==== Supplied data
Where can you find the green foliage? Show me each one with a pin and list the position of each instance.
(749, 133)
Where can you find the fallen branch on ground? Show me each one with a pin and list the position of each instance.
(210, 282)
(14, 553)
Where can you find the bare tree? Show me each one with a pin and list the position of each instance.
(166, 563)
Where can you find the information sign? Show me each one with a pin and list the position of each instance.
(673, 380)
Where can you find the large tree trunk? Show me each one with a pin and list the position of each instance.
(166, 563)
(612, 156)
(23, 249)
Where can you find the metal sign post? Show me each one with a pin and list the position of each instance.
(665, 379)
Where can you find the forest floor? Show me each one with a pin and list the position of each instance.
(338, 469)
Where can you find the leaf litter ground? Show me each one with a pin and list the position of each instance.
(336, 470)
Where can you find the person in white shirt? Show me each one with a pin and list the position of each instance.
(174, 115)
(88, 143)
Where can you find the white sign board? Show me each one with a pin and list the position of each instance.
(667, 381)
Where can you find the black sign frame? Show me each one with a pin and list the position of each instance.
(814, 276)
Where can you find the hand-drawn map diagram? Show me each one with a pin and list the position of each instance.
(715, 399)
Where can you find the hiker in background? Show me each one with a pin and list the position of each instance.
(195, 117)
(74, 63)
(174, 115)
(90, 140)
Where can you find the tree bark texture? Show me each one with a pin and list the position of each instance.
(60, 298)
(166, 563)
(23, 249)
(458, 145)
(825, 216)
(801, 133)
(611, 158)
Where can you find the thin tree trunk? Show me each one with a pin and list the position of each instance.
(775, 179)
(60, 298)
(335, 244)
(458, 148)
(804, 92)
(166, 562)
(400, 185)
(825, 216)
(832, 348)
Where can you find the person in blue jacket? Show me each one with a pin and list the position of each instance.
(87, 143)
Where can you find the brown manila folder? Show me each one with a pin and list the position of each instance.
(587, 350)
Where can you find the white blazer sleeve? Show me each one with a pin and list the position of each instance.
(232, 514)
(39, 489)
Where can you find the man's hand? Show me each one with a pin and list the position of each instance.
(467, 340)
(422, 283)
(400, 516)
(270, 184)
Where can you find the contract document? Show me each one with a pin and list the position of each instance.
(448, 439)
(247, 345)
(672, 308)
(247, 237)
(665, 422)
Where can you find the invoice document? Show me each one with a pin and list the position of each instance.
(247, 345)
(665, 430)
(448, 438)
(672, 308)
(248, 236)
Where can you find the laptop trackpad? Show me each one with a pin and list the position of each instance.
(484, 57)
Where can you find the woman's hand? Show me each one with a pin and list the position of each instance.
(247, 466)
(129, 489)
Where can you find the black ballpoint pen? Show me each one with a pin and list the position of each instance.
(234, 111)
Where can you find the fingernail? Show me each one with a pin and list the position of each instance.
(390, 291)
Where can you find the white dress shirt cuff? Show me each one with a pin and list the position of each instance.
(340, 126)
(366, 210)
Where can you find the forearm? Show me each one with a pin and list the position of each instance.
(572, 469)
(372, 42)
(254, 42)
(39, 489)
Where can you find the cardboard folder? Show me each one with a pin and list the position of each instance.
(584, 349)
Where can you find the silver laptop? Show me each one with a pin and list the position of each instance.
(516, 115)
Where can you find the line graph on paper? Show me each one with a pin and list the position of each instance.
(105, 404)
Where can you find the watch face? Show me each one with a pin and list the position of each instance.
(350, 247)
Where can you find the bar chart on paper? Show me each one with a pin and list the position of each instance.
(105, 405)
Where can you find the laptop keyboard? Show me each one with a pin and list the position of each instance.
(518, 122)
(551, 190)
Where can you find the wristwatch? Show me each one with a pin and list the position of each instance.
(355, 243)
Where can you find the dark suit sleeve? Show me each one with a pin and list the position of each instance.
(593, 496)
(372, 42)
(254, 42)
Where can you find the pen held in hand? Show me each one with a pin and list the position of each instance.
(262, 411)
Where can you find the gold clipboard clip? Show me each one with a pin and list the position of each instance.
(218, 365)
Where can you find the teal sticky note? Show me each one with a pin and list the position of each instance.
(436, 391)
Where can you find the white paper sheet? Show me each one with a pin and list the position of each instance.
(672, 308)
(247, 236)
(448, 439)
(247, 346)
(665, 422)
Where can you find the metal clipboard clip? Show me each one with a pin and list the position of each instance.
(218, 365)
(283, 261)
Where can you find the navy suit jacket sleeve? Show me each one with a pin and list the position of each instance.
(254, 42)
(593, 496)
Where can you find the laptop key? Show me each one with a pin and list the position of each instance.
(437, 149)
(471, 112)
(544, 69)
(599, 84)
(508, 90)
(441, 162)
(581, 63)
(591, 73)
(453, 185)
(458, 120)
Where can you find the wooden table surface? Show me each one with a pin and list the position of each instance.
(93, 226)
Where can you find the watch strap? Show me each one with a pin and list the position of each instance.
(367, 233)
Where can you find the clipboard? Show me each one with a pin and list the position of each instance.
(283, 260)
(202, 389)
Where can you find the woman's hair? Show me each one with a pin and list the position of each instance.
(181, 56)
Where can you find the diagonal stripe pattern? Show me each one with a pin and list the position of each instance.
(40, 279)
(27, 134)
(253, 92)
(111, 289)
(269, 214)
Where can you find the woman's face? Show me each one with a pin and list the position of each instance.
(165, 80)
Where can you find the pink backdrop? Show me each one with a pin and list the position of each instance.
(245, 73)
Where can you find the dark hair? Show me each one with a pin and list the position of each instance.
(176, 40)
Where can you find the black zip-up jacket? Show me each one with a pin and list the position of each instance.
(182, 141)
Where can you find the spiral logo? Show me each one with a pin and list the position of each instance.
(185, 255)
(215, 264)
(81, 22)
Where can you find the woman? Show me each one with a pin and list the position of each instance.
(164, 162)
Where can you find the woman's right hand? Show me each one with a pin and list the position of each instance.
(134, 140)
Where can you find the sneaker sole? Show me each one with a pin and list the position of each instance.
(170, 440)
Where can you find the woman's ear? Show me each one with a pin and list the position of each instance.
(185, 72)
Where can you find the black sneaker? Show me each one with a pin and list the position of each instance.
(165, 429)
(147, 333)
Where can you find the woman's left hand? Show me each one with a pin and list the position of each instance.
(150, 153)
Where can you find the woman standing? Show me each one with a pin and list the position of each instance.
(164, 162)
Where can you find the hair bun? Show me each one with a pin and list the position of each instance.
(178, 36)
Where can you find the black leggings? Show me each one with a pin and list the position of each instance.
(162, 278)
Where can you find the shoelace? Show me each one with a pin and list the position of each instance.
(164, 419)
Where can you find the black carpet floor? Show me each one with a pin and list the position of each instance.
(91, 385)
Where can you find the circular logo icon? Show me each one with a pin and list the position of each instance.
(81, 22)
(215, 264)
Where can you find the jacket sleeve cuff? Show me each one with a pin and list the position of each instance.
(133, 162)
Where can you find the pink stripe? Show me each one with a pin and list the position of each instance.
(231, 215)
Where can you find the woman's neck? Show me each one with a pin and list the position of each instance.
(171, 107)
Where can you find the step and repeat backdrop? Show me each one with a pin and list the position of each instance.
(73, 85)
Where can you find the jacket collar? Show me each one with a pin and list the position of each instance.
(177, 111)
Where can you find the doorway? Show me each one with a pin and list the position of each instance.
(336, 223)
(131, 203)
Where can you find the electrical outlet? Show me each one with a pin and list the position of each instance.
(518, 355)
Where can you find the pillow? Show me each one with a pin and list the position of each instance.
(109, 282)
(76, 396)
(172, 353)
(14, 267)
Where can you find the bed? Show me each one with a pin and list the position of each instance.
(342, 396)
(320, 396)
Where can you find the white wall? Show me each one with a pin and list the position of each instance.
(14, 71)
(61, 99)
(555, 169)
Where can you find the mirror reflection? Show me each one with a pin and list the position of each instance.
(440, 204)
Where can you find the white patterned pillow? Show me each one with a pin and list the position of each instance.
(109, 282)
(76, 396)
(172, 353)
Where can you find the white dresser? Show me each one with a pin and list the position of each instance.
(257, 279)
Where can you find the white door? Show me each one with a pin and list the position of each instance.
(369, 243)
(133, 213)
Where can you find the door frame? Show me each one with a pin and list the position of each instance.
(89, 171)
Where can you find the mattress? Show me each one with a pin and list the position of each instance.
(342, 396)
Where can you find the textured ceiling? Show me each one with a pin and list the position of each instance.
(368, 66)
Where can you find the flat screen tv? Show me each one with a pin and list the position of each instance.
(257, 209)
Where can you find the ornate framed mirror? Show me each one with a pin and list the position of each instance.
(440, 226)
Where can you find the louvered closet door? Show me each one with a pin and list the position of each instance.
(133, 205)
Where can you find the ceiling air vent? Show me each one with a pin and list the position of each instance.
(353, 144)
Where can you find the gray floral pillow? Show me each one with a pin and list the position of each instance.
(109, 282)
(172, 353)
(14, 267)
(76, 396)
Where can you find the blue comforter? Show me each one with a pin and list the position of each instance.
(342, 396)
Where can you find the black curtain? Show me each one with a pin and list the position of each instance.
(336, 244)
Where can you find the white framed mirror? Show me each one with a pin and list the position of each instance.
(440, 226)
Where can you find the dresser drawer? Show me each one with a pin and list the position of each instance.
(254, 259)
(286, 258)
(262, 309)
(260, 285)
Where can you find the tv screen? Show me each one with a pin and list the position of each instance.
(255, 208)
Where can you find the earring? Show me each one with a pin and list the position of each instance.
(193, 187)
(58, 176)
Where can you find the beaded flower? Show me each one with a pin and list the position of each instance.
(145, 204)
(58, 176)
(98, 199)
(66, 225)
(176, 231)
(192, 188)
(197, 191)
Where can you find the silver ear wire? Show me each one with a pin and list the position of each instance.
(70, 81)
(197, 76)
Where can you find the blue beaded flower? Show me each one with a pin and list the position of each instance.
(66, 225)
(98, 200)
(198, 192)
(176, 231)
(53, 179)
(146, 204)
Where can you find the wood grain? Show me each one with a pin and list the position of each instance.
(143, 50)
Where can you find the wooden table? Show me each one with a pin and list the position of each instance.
========
Only the lines from the one with "Where can you find the earring?" to the end of the entries above belong in your answer. Retype them exactly.

(Exercise output)
Where can you find the earring? Show me each one with a pin and list the position of each instance.
(193, 187)
(58, 176)
Where can you find the beaded flower? Show me each one with a pin and list the position of each instance.
(145, 204)
(58, 176)
(98, 199)
(66, 225)
(176, 231)
(192, 188)
(197, 191)
Where can you find the silver ear wire? Show me each one with a pin and list the position of each instance.
(70, 81)
(197, 76)
Where can you find the blue beaded flower? Show me each one with a pin and list the position of each instance.
(66, 225)
(98, 200)
(198, 192)
(176, 231)
(53, 179)
(146, 204)
Where can you find the wood grain? Show me each one with a pin and list the position of each instance.
(143, 50)
Where can you find the wooden table? Show me each one with a pin and list the position of each instance.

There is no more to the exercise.